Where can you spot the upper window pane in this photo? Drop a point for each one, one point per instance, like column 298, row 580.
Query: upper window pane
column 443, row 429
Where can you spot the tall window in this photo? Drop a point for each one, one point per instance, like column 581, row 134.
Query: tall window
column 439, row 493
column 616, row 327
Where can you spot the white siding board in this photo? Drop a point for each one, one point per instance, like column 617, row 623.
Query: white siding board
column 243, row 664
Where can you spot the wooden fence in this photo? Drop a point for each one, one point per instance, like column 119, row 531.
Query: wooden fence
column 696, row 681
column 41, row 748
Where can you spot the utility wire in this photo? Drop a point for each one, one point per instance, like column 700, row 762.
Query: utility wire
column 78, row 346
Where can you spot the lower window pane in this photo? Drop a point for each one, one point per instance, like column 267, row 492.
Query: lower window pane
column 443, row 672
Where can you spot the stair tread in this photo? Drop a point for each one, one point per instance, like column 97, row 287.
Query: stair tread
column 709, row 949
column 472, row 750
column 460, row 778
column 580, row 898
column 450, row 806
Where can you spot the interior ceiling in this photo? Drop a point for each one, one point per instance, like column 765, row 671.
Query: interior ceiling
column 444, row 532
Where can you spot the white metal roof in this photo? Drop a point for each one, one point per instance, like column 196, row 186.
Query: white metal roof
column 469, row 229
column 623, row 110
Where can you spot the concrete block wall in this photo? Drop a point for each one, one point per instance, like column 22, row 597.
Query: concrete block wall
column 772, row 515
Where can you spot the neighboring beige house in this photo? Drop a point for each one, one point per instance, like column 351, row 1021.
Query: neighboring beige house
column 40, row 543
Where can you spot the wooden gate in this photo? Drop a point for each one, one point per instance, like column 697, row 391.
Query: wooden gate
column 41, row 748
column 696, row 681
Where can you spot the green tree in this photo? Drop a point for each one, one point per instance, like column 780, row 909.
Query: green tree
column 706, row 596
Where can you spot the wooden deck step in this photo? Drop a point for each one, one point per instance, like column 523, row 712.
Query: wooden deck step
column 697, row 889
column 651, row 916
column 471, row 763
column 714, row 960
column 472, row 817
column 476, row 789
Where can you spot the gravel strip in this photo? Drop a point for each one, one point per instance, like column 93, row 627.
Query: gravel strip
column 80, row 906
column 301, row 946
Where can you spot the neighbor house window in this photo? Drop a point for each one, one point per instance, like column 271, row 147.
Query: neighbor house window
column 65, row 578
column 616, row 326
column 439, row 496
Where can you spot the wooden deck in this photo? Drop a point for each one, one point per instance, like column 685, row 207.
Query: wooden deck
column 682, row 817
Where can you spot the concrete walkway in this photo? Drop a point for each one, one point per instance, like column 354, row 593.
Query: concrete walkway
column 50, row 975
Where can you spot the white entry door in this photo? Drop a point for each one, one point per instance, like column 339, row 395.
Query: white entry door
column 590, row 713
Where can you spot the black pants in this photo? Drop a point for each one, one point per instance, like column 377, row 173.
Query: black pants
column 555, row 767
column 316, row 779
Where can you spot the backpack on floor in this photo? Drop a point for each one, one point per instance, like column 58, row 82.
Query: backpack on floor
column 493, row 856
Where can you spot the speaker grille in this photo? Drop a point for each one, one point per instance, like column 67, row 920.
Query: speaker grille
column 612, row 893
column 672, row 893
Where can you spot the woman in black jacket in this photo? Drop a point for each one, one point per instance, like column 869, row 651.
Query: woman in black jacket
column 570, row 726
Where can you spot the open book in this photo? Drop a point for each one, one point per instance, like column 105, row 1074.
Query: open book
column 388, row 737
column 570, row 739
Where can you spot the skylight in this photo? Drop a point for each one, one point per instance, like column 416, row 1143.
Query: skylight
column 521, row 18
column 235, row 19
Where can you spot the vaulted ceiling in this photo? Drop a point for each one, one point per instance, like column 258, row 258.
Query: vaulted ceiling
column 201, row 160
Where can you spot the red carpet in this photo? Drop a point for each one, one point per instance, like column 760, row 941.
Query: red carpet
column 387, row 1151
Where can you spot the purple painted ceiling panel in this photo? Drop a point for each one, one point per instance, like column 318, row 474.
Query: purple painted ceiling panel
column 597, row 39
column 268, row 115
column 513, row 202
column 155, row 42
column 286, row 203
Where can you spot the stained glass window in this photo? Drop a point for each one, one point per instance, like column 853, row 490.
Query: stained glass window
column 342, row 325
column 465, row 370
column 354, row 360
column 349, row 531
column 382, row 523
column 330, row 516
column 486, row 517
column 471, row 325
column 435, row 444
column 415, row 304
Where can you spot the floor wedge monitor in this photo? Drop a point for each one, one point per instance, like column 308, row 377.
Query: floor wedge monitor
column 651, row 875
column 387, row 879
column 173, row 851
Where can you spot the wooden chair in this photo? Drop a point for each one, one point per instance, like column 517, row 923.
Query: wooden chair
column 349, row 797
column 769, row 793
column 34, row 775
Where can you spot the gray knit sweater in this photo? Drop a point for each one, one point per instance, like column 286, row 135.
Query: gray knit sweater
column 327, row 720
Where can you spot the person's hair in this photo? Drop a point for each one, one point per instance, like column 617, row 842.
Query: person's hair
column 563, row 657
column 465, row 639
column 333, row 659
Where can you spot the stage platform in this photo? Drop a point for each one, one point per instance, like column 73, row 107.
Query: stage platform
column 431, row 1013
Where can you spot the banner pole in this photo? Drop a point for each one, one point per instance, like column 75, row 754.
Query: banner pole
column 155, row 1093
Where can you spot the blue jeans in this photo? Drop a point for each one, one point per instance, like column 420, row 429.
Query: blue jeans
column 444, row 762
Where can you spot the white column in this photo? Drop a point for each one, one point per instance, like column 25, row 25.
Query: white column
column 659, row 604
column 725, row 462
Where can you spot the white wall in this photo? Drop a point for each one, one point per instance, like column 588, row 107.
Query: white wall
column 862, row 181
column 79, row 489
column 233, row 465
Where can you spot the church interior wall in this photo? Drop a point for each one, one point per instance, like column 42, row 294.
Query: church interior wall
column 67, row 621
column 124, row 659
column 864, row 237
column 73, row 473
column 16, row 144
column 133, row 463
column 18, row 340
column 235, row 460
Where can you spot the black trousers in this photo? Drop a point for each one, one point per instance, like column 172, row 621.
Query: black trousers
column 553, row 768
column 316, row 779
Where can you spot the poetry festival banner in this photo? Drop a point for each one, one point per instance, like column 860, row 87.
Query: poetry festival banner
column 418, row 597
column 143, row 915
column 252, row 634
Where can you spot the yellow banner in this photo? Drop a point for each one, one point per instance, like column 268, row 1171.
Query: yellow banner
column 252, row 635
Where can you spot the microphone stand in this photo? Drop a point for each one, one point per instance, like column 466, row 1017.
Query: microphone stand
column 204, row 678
----
* **The problem**: Please copy all of the material above word for word.

* **Response below**:
Where can you spot the upper window pane in this photo? Drop a point for each one, one point per instance, like column 298, row 580.
Query: upper window pane
column 443, row 429
Where can you spot the tall window in this photo? Drop a point for each one, one point per instance, like column 581, row 134.
Query: tall window
column 439, row 493
column 616, row 327
Where can you spot the white siding board in this photo? Drop a point for each one, one point per instance, like column 617, row 623.
Query: white siding board
column 243, row 664
Where can you spot the wooden fence in this photo? Drop a point for each one, one point per instance, like column 119, row 531.
Query: wooden fence
column 696, row 681
column 41, row 748
Where can you spot the utility wire in this photo? Drop a point for each one, one point per instance, like column 700, row 762.
Query: utility wire
column 78, row 346
Where can you spot the lower window pane in this photo? Drop a point for each one, one point per instance, like column 267, row 492.
Query: lower window pane
column 443, row 672
Where can you spot the stair tread in this photo? Drop a point for each one, one point per instance, like column 97, row 287.
Query: stair tread
column 709, row 949
column 472, row 750
column 460, row 778
column 580, row 898
column 450, row 806
Where can you spot the interior ceiling in this photo? Drop a point for each one, one point per instance, like column 765, row 671.
Query: interior ceiling
column 444, row 532
Where can you spot the white metal roof in this photo? Drop a point for each one, one point per instance, like column 196, row 186.
Query: white metal roof
column 469, row 229
column 623, row 110
Where can you spot the concrete block wall in this photo? Drop a point for each one, one point per instance, like column 22, row 597.
Query: concrete block wall
column 772, row 515
Where can you spot the neighboring beige house in this photo? Drop a point for each one, one point per instance, like column 351, row 1021.
Query: neighboring beige house
column 40, row 543
Where can you spot the wooden gate in this photo? Drop a point for each one, one point per instance, like column 697, row 391.
Query: wooden gate
column 41, row 748
column 696, row 681
Where can you spot the green tree in this photo? Drop a point for each one, one point per instance, like column 780, row 909.
Query: green tree
column 706, row 596
Where can you spot the wooden deck step in this photo? Drop a point for each one, one point per instance, like column 523, row 712.
Query: wooden deck step
column 697, row 889
column 651, row 916
column 471, row 763
column 714, row 960
column 472, row 817
column 476, row 789
Where can you spot the gravel strip in this photo? Drop a point for each one, one point per instance, like column 93, row 627.
Query: gravel strip
column 80, row 906
column 301, row 946
Where can you spot the neighbor house window in this photo? Drop a point for each one, one point per instance, like column 271, row 147.
Query: neighbor house window
column 65, row 578
column 616, row 326
column 439, row 496
Where can you spot the wooden deck in this photo? Drop a point for each one, one point per instance, like column 685, row 207.
Query: wooden deck
column 682, row 817
Where can you spot the concrete walkway in this photo? Drop a point for each one, one point per instance, like column 354, row 593.
Query: concrete walkway
column 50, row 975
Where can you spot the white entry door in this photo? Drop a point for each one, one point per instance, like column 339, row 395.
Query: white entry door
column 590, row 713
Where can you spot the black pants in this photo? Drop a point for each one, one point per instance, like column 377, row 173.
Query: black pants
column 555, row 767
column 316, row 779
Where can you spot the backpack on floor in this photo? Drop a point for each one, one point per instance, like column 58, row 82.
Query: backpack on floor
column 493, row 856
Where can you spot the speaker grille in this photo? Drop a point for each one, one point per instance, like column 67, row 920.
Query: speaker grille
column 612, row 893
column 672, row 893
Where can you spot the woman in black jacket in this photo? Drop a point for each one, one point per instance, like column 869, row 651.
Query: woman in black jacket
column 570, row 726
Where can you spot the open book in this photo? Drop a point for each one, one point per instance, like column 105, row 1074.
Query: open book
column 388, row 737
column 570, row 739
Where can you spot the skylight in this photo? Drop a point for each one, one point per instance, like column 416, row 1143.
Query: skylight
column 521, row 18
column 235, row 19
Where can you spot the vaulted ceiling in this photo? Drop a point for each one, one point per instance, like column 258, row 258.
Query: vaulted ceiling
column 201, row 160
Where can you spot the red carpet in this photo? Drop a point for each one, one point per instance, like column 760, row 941.
Query: red carpet
column 387, row 1151
Where can you spot the purple painted ceiling panel in this photo? Drop a point for each one, one point per instance, like column 318, row 474.
Query: purple painted ceiling panel
column 597, row 39
column 268, row 115
column 513, row 202
column 155, row 42
column 286, row 203
Where can you spot the stained glass window in this photo? Drop a point for each one, one point per instance, like column 853, row 490.
Query: stained glass window
column 342, row 325
column 465, row 370
column 354, row 360
column 349, row 531
column 382, row 523
column 330, row 516
column 486, row 517
column 471, row 325
column 435, row 444
column 415, row 304
Where can you spot the floor wedge monitor in this photo? Drop a point for each one, one point per instance, like column 308, row 377.
Query: floor wedge monitor
column 651, row 875
column 387, row 879
column 173, row 851
Where can you spot the wooden chair in this photo? Drop a point for each one, one point per instance, like column 517, row 923.
Query: wooden chair
column 349, row 797
column 769, row 793
column 34, row 775
Where can you spot the gray knit sweater in this photo? Drop a point for each one, one point per instance, like column 286, row 135.
Query: gray knit sweater
column 327, row 720
Where can you spot the person's hair in this photo? Drop a point for each one, one point per instance, like column 617, row 842.
Query: person's hair
column 563, row 657
column 465, row 639
column 333, row 659
Where can you spot the stage platform in this photo? Drop a point for each one, one point per instance, like column 73, row 107.
Query: stage platform
column 431, row 1013
Where can you spot the banner pole in this photo? Drop a point for each one, one point per instance, like column 75, row 754.
Query: banner pole
column 155, row 1093
Where can you spot the blue jeans in this photo? Drop a point for each one, one point per instance, like column 420, row 429.
Query: blue jeans
column 444, row 762
Where can you spot the white column in this photo? Drop a point for each one, one point per instance, like column 25, row 25.
Query: white column
column 659, row 604
column 725, row 462
Where can you spot the white wall in this photo? Drop a point for each one, one point per instance, like column 588, row 107.
Query: white wall
column 862, row 181
column 79, row 489
column 233, row 465
Where can you spot the church interior wall in this photo? Drop a point for each one, one point per instance, like column 42, row 294.
Query: church interior wall
column 67, row 621
column 124, row 659
column 864, row 237
column 73, row 473
column 16, row 144
column 133, row 463
column 18, row 340
column 235, row 460
Where can you spot the black trousers in this photo? Drop a point for each one, one point per instance, like column 172, row 621.
Query: black trousers
column 553, row 768
column 316, row 779
Where can you spot the poetry festival banner in this photo? Drop a point for each one, one point per instance, like column 860, row 87.
Query: poetry festival banner
column 418, row 597
column 143, row 915
column 252, row 634
Where can you spot the yellow banner in this photo? Drop a point for each one, one point per instance, like column 268, row 1171.
Query: yellow banner
column 252, row 635
Where can you spot the microphone stand in this photo? Drop a point for each one, one point per instance, like column 466, row 1017.
Query: microphone stand
column 204, row 678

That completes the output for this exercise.